* SELECTED EXTRACT
--------
LESSON #3: Remember to haggle your bike rental price if you are renting for a few days. Check if insurance is covered. Take picture / video of the bike condition before leaving the shop. And most importantly, do not let them confuse you with the days of rental and the dates.

For example: If you are renting the bike from today to tomorrow, you should only be paying 1 day of rent. But if you were to count by dates, then you would have two days (ie. 30th Dec & 31st Dec). We didn't figure this out when we make the payment, so we technically paid for one extra day of rental. 

Rode up to Doi Suthep and visited the temple there. 
Saw this sign at the entrance and I just couldn't resist myself.

Note: Ignore the "Foreginer pay here" sign at the entrance, there are so many unguarded entrances around the temple once you walked beyond that point. 

There were many place of interest along the way, several other temples, palaces and waterfalls. We wanted to go to the peak, but it was F's third time riding a scooter in his life and the roads were more getting more difficult as we rode up. So we came to this viewpoint, played with some kid, and decided to head back down.
--------
* RECORDS
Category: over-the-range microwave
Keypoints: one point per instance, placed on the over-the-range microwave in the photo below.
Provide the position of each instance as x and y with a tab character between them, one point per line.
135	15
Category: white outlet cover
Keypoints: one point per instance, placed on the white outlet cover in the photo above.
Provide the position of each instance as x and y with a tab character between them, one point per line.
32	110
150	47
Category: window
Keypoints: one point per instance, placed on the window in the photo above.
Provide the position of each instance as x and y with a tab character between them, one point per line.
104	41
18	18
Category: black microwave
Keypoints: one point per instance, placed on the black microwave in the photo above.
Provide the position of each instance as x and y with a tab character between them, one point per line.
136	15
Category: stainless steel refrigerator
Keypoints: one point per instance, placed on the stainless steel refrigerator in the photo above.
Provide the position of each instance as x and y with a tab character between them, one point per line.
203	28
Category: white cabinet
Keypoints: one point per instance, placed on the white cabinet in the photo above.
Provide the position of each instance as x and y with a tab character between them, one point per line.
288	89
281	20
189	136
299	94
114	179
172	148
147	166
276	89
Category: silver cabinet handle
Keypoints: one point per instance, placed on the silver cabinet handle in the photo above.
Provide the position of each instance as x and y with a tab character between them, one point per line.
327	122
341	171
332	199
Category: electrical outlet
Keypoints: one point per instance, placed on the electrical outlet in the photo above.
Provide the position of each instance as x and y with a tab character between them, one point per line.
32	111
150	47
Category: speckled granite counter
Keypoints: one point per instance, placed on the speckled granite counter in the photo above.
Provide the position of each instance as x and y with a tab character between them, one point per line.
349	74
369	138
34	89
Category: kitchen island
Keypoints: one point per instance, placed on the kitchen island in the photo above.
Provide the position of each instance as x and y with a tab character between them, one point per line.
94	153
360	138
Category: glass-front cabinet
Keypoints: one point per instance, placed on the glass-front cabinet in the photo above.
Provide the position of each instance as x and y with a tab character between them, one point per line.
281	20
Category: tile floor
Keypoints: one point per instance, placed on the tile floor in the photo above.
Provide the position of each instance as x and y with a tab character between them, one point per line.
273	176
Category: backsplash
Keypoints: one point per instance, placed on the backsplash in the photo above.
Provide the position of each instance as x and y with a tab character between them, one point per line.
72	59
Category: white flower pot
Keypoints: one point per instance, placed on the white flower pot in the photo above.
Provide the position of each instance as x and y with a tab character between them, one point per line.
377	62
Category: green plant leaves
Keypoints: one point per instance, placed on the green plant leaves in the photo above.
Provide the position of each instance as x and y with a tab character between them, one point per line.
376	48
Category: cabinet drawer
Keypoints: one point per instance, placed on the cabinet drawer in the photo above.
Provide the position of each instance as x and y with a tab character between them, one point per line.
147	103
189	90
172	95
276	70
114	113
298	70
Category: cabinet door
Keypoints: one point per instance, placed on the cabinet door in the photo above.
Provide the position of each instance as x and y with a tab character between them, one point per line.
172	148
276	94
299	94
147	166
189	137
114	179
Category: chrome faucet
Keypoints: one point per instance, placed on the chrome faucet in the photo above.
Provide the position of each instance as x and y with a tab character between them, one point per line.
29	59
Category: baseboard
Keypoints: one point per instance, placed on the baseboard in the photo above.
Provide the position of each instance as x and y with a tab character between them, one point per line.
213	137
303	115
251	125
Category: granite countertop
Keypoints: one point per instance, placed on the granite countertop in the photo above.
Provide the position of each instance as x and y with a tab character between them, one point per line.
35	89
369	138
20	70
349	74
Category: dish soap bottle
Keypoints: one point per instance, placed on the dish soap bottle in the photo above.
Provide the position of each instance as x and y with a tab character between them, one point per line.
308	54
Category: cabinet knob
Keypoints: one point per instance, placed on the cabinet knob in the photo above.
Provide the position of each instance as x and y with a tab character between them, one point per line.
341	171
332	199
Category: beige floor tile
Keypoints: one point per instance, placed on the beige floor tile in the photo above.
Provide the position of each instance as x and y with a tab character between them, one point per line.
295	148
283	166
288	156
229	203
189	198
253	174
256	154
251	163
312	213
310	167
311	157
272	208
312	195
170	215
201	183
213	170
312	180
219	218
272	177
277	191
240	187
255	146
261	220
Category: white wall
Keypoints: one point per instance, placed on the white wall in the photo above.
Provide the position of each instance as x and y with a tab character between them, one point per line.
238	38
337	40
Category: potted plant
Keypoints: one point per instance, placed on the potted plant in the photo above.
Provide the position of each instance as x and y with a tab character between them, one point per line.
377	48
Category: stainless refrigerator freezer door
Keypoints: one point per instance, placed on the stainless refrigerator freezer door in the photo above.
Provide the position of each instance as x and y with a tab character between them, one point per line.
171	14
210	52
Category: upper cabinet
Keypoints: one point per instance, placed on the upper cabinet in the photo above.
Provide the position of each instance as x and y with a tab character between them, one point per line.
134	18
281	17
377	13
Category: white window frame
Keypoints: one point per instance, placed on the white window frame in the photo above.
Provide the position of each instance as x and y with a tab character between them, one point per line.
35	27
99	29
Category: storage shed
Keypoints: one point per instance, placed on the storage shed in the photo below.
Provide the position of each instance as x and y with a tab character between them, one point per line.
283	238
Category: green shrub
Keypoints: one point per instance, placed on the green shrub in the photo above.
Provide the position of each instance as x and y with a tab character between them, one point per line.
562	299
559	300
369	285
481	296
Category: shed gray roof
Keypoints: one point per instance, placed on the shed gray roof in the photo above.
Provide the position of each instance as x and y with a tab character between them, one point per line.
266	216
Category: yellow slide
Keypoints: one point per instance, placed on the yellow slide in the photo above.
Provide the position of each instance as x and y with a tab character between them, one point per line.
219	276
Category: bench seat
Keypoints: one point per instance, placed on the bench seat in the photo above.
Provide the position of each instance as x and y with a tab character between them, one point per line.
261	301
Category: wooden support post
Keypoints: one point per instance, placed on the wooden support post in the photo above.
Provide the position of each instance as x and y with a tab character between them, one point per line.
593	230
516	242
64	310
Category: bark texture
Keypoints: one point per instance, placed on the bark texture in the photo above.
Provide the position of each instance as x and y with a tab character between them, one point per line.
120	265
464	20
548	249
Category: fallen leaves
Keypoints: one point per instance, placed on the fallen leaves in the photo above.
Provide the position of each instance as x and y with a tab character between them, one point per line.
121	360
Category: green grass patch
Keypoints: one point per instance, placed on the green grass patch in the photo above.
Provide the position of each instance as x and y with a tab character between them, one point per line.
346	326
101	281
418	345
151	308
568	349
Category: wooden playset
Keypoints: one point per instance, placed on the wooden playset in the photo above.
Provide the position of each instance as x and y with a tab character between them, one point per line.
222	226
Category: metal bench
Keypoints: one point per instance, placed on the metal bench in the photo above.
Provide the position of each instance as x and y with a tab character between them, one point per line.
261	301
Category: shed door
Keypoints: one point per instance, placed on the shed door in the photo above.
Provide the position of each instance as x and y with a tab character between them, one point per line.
--------
* DIRECTIONS
A. According to the travel account, what did the writers visit after riding up to Doi Suthep?
B. Swap "shop" for "store" in the travel account, and write out the passage starting with "LESSON #3: Remember" and going on through "beyond that point.".
C. Extend the travel account of the scooter trip to Doi Suthep, picking up after its final sentence.

* RESULTS OF THE EXERCISE
A. They visited the temple there.

B.
LESSON #3: Remember to haggle your bike rental price if you are renting for a few days. Check if insurance is covered. Take picture / video of the bike condition before leaving the store. And most importantly, do not let them confuse you with the days of rental and the dates.

For example: If you are renting the bike from today to tomorrow, you should only be paying 1 day of rent. But if you were to count by dates, then you would have two days (ie. 30th Dec & 31st Dec). We didn't figure this out when we make the payment, so we technically paid for one extra day of rental. 

Rode up to Doi Suthep and visited the temple there. 
Saw this sign at the entrance and I just couldn't resist myself.

Note: Ignore the "Foreginer pay here" sign at the entrance, there are so many unguarded entrances around the temple once you walked beyond that point.

C.
She talked to me SOOOOOO long in Thai and I thought she liked me so I was just kissing her and hugging her. Turned out that she was after my baht (I wanted to say butt -HAHA- but it's just such a bad pun) and after given her 20B, she wandered off heartlessly busy counting her earnings for the day. 

LESSON #4: No elaborately dressed Thai kid actually like to cuddle with you. Don't be naive and believe in love.

We then wandered off to a ticketed waterfall place. There were 4 or 5 waterfalls and a good half an hour trek. Would be nice if the weather was not too cold and you could have do some swimming in the waters. 

Got back to the city and went to check out the market. Cheap, delicious and weird (I am talking about beehive /bee larvae kind of weird) food guaranteed. 

There's a HUUUUUGE (you won't be able to finish everything in one night) night bazaar just outside of the Southern gate of the Old City. Don't miss it especially if you were there for the weekend. Food, drinks, interesting accessories, fantastic roadside massages etc. all in one.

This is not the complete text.